EXTRACT PROVIDED —
--- Start ---
Friday, November 25, 2011

Best Colleges for Students with Learning Disabilities or ADHD

One common worry for parents of children with learning disabilities or ADHD is about post-secondary education. Where can they go? What services will be provided? Can they be successful?

Bottom Line Personal Magazine recently ran an article listing colleges with programs for students who have learning disabilities (LD) or Attention Deficit Hyperactivity Disorder (ADHD). Here's a short rundown:

Two Year Schools:

Dean College - Franklin, Massachusetts
Special Programs - Personalized Learning Services (tutoring), Arch Learning Community (improved academic skills), Pathway Learning Community (small classes), Program to transition to a 4-year school

Landmark College - Putney, Vermont
Special Programs - Specially designed for LD/ADHD students--teaches students to overcome their disabilities and transfer to a 4-year school, smaller classes, tutorials, coaching programs

Four Year Schools:

Curry College - Milton, Massachusetts
Special Program - Program for Advancement of Learning (PAL)
--- End ---
Can you reproduce the post on colleges for students with learning disabilities or ADHD word for word, between "Best Colleges for" and "they be successful?", inclusive?

DATASET EXTRACT —
--- Start ---
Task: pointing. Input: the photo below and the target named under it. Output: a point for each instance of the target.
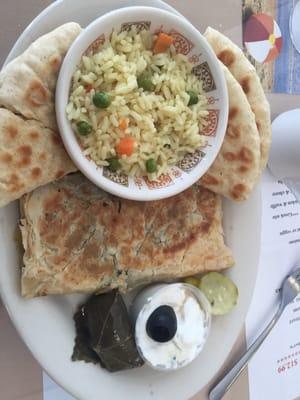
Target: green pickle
(192, 281)
(220, 291)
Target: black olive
(162, 324)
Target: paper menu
(275, 369)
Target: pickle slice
(220, 291)
(192, 281)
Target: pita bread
(244, 72)
(78, 238)
(30, 156)
(237, 166)
(27, 84)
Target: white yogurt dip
(193, 322)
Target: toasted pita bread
(244, 72)
(30, 156)
(27, 84)
(237, 166)
(78, 238)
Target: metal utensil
(289, 290)
(284, 161)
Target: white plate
(46, 325)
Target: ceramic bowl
(188, 41)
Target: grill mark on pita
(43, 156)
(233, 112)
(245, 83)
(55, 62)
(36, 94)
(233, 132)
(11, 131)
(245, 155)
(6, 158)
(34, 135)
(227, 57)
(56, 140)
(25, 153)
(210, 180)
(36, 172)
(238, 191)
(243, 169)
(14, 183)
(229, 156)
(59, 174)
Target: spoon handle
(228, 380)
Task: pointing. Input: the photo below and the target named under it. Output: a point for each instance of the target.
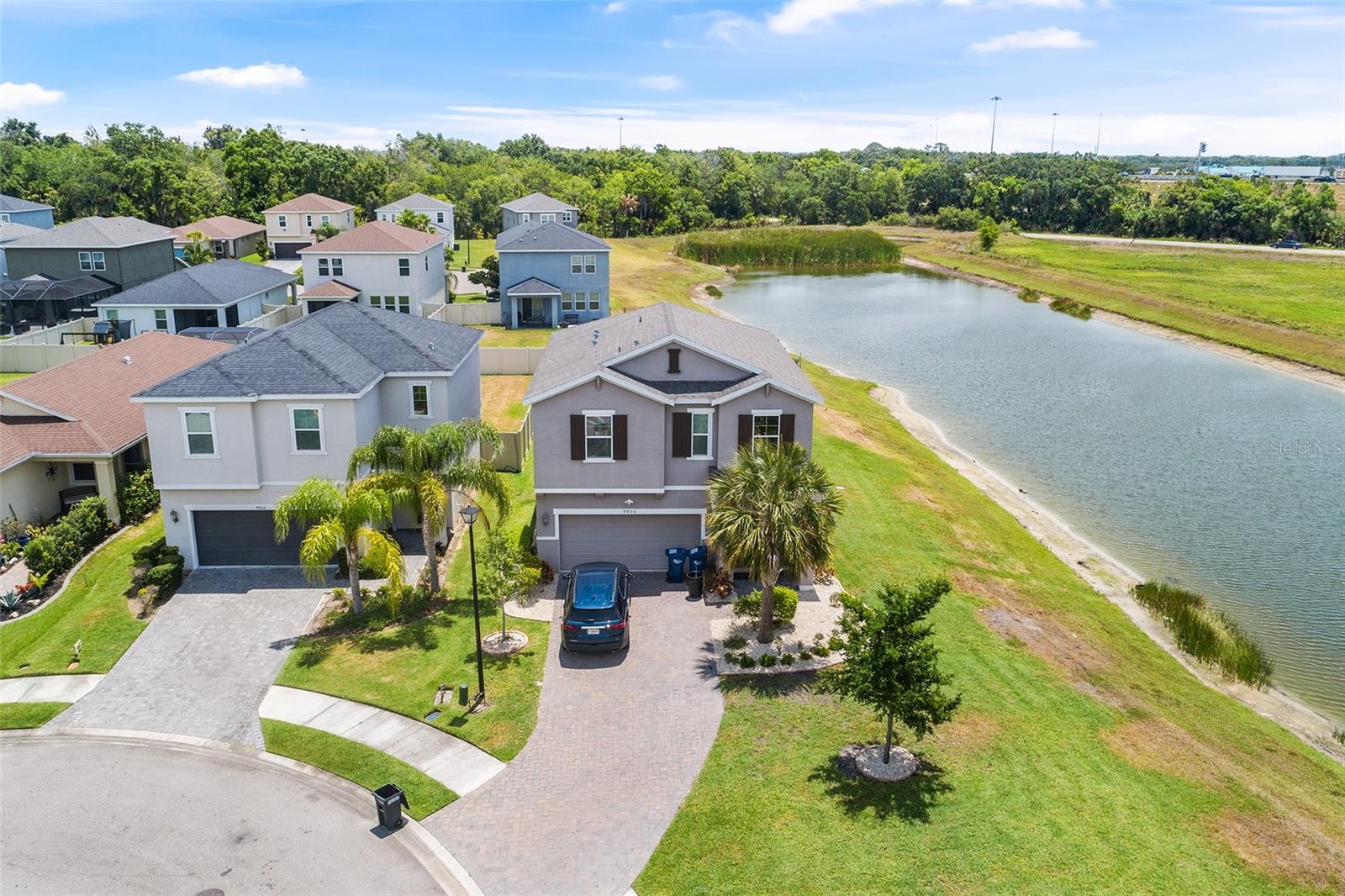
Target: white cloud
(266, 76)
(17, 96)
(659, 82)
(1040, 40)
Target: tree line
(138, 170)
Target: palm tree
(342, 519)
(773, 510)
(421, 468)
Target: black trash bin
(389, 801)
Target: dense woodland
(136, 170)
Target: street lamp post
(468, 515)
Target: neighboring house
(439, 212)
(237, 434)
(33, 214)
(377, 264)
(538, 208)
(632, 414)
(291, 225)
(121, 250)
(221, 293)
(228, 237)
(551, 273)
(71, 430)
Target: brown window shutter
(578, 437)
(618, 436)
(681, 435)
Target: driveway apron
(203, 665)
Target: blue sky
(786, 74)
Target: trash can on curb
(389, 801)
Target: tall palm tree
(342, 519)
(423, 468)
(773, 510)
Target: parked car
(598, 609)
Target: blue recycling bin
(677, 564)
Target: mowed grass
(400, 667)
(92, 609)
(365, 766)
(1284, 306)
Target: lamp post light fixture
(468, 515)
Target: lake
(1188, 466)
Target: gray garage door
(242, 539)
(636, 541)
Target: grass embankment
(1284, 306)
(400, 667)
(93, 609)
(790, 248)
(365, 766)
(29, 714)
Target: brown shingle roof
(93, 394)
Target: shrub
(786, 606)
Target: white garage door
(636, 541)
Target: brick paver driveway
(208, 658)
(618, 744)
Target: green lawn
(27, 714)
(93, 609)
(365, 766)
(400, 667)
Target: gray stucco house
(632, 414)
(235, 435)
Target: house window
(307, 425)
(199, 430)
(420, 400)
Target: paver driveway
(208, 658)
(618, 744)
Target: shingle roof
(217, 282)
(548, 237)
(573, 354)
(93, 393)
(376, 235)
(340, 350)
(311, 202)
(417, 201)
(94, 232)
(538, 202)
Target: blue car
(598, 609)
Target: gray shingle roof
(217, 282)
(548, 237)
(575, 354)
(338, 350)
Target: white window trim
(293, 434)
(214, 434)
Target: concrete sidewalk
(450, 761)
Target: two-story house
(291, 225)
(233, 436)
(440, 213)
(377, 264)
(632, 414)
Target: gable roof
(376, 235)
(309, 202)
(538, 202)
(340, 350)
(417, 201)
(94, 232)
(89, 397)
(576, 356)
(548, 237)
(217, 282)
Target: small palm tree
(342, 519)
(421, 468)
(773, 510)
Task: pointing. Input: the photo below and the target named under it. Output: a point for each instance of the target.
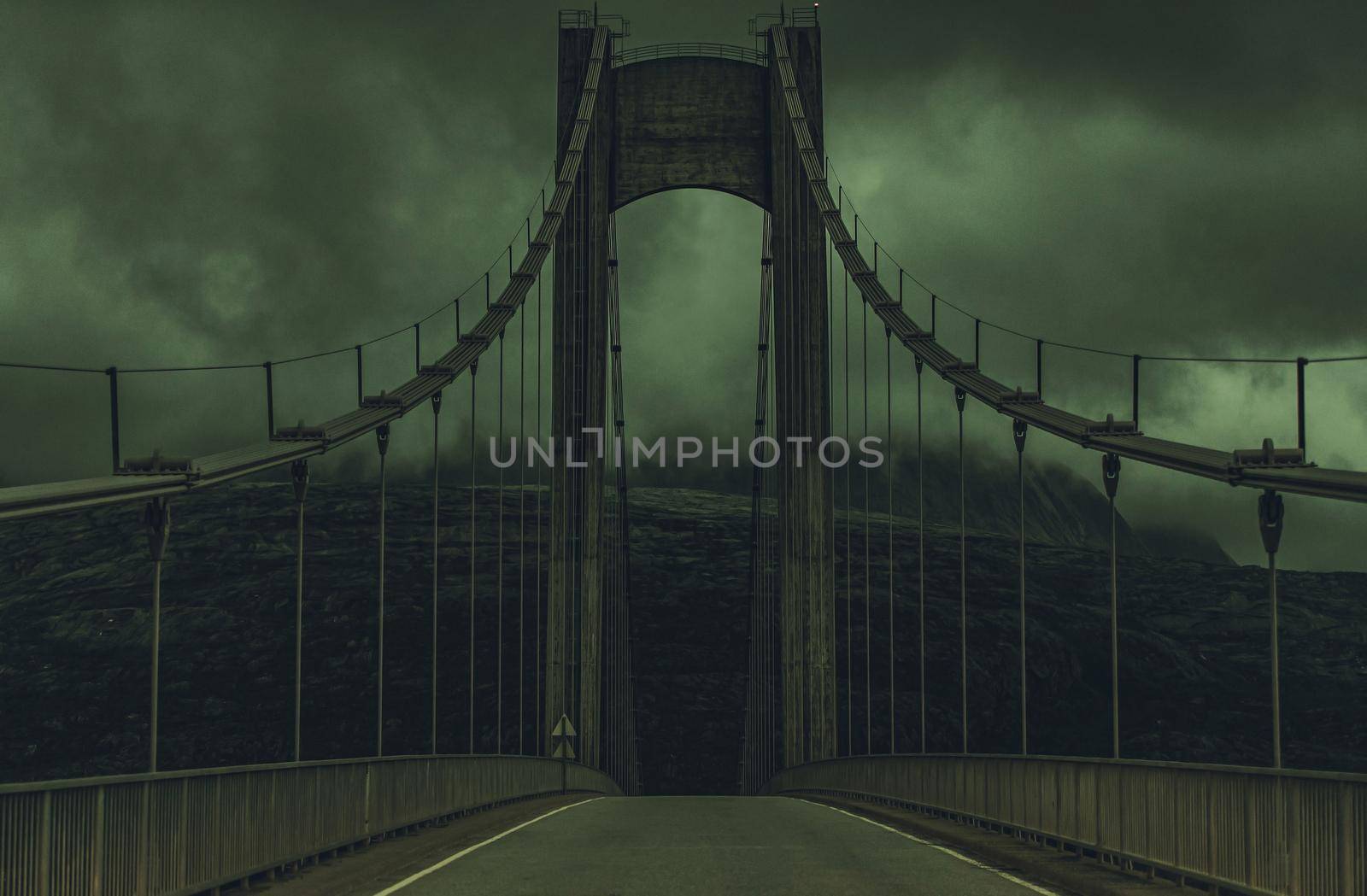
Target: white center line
(478, 846)
(936, 846)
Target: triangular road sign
(564, 729)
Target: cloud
(191, 184)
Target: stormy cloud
(230, 184)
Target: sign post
(564, 734)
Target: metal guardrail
(670, 50)
(1258, 831)
(177, 834)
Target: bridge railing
(1258, 831)
(670, 50)
(177, 834)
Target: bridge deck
(707, 846)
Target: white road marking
(936, 846)
(478, 846)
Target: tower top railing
(619, 26)
(667, 50)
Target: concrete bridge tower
(719, 123)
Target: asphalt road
(667, 846)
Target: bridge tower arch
(662, 122)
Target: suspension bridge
(631, 123)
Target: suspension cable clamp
(1018, 398)
(1111, 426)
(157, 465)
(156, 518)
(1111, 473)
(1270, 456)
(300, 477)
(1270, 517)
(300, 433)
(383, 399)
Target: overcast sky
(191, 184)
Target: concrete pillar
(578, 401)
(801, 412)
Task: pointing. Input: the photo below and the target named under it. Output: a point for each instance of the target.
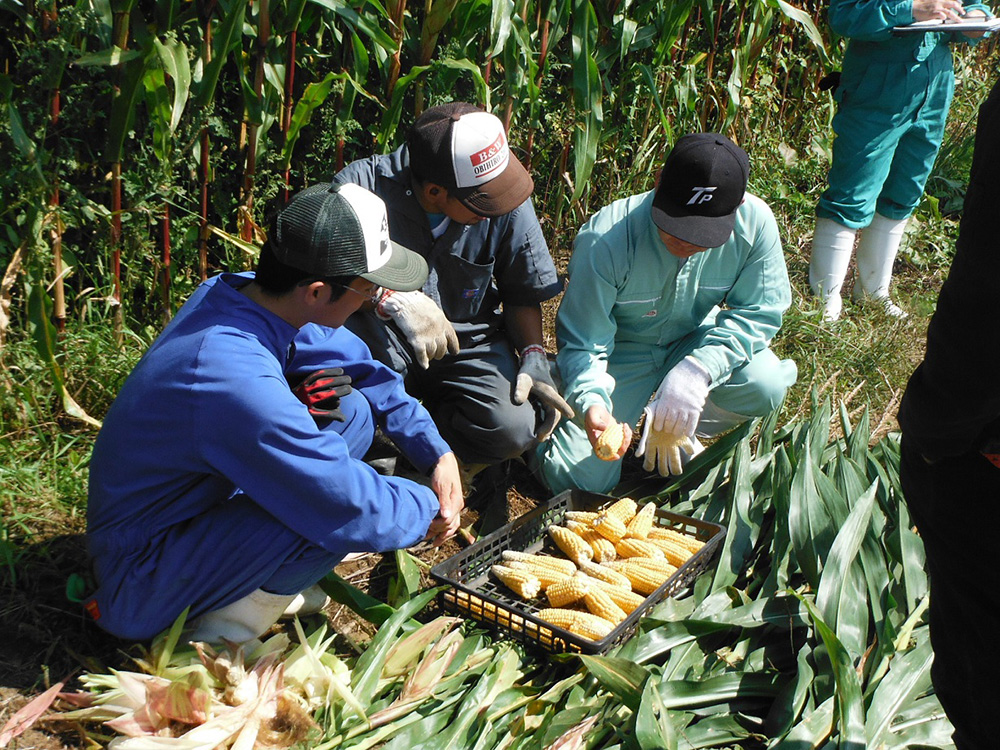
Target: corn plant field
(143, 146)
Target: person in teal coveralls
(674, 293)
(892, 102)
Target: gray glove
(422, 322)
(665, 452)
(535, 379)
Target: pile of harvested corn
(616, 558)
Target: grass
(862, 361)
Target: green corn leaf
(908, 675)
(731, 686)
(174, 57)
(344, 593)
(587, 97)
(362, 23)
(813, 731)
(653, 728)
(226, 37)
(741, 533)
(850, 707)
(124, 106)
(810, 526)
(621, 676)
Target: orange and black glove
(321, 391)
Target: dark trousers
(955, 504)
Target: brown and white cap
(464, 149)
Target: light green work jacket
(626, 290)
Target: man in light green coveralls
(892, 103)
(675, 293)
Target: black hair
(276, 279)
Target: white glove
(665, 452)
(678, 402)
(422, 322)
(535, 379)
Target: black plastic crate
(476, 594)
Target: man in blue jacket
(469, 343)
(217, 486)
(676, 294)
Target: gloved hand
(665, 452)
(321, 391)
(679, 400)
(422, 322)
(535, 379)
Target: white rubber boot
(876, 253)
(242, 620)
(832, 246)
(715, 420)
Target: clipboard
(920, 27)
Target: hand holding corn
(665, 452)
(610, 438)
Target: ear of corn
(689, 542)
(624, 598)
(521, 582)
(622, 509)
(567, 592)
(637, 548)
(646, 574)
(591, 626)
(536, 562)
(607, 575)
(604, 550)
(582, 516)
(641, 523)
(572, 545)
(546, 576)
(672, 551)
(610, 527)
(610, 442)
(600, 604)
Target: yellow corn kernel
(609, 527)
(546, 576)
(624, 598)
(521, 582)
(610, 442)
(642, 522)
(567, 592)
(646, 574)
(600, 604)
(673, 535)
(605, 574)
(622, 509)
(557, 564)
(591, 626)
(582, 516)
(637, 548)
(571, 544)
(558, 616)
(674, 552)
(604, 550)
(581, 623)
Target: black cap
(343, 230)
(701, 186)
(464, 149)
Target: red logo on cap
(491, 157)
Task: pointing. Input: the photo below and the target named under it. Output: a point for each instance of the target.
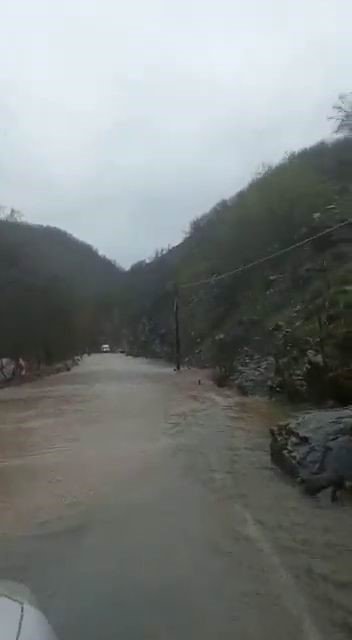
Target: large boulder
(316, 449)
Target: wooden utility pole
(177, 329)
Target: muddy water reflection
(140, 504)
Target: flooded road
(136, 503)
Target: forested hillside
(278, 315)
(57, 293)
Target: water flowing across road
(137, 503)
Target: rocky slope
(283, 327)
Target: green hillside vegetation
(57, 293)
(305, 293)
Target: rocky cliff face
(284, 327)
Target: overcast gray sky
(122, 121)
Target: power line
(255, 263)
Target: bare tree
(343, 114)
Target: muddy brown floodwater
(136, 503)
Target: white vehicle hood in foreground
(19, 617)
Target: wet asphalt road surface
(136, 503)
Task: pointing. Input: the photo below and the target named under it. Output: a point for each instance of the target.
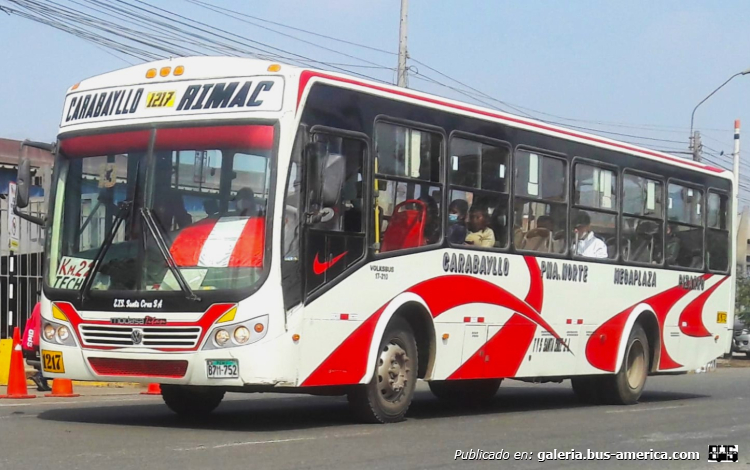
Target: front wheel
(191, 402)
(386, 398)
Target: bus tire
(190, 401)
(470, 392)
(626, 386)
(386, 398)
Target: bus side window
(595, 200)
(478, 210)
(291, 270)
(540, 213)
(685, 226)
(408, 187)
(334, 234)
(641, 233)
(717, 232)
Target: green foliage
(742, 299)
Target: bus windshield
(192, 196)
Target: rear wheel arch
(414, 311)
(649, 323)
(644, 316)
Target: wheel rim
(636, 365)
(393, 371)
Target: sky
(642, 65)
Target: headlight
(241, 335)
(221, 337)
(63, 333)
(49, 332)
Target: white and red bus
(225, 224)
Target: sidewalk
(83, 391)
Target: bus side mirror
(23, 182)
(331, 172)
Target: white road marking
(645, 408)
(270, 441)
(248, 443)
(53, 403)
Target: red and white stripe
(220, 243)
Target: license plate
(222, 369)
(52, 362)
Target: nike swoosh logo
(319, 268)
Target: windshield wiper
(171, 263)
(124, 209)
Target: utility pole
(402, 54)
(735, 221)
(697, 148)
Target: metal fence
(20, 272)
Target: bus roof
(208, 68)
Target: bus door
(334, 232)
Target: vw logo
(136, 336)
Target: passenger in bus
(170, 211)
(479, 232)
(539, 238)
(673, 245)
(457, 211)
(587, 243)
(432, 224)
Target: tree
(742, 299)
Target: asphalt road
(123, 430)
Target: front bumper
(185, 368)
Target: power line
(233, 14)
(351, 43)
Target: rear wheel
(625, 387)
(476, 391)
(191, 402)
(386, 398)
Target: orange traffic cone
(17, 376)
(153, 389)
(62, 388)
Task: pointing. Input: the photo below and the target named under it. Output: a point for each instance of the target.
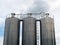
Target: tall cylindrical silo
(29, 32)
(47, 31)
(11, 33)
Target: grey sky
(23, 6)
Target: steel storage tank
(11, 33)
(47, 31)
(28, 32)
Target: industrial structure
(44, 33)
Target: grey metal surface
(28, 33)
(11, 31)
(47, 31)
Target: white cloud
(1, 40)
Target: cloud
(1, 40)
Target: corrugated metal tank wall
(47, 31)
(28, 33)
(11, 33)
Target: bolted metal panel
(28, 33)
(11, 34)
(47, 31)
--- End ---
PROBLEM SOLUTION —
Best Colleges for Students with Learning Disabilities or ADHD

One common worry for parents of children with learning disabilities or ADHD is about post-secondary education. Where can they go? What services will be provided? Can they be successful?